-- Begin --

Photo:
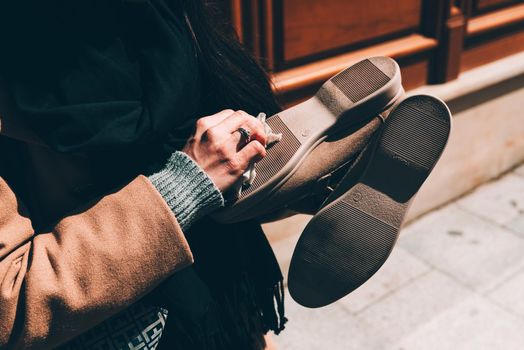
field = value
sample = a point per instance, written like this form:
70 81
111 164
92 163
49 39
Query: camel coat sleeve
56 285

-- End --

▶ **DIRECTION**
Add 3 to each coordinate in the answers to every entry, and write out all the entry lines again with the requests included. Leave the other numbers unchanged, and leave the pictures out.

▶ **EXERCISE OUTPUT**
Photo:
field = value
sample = a point per instance, written like this form:
70 81
111 164
92 163
49 39
Query: camel coat sleeve
59 288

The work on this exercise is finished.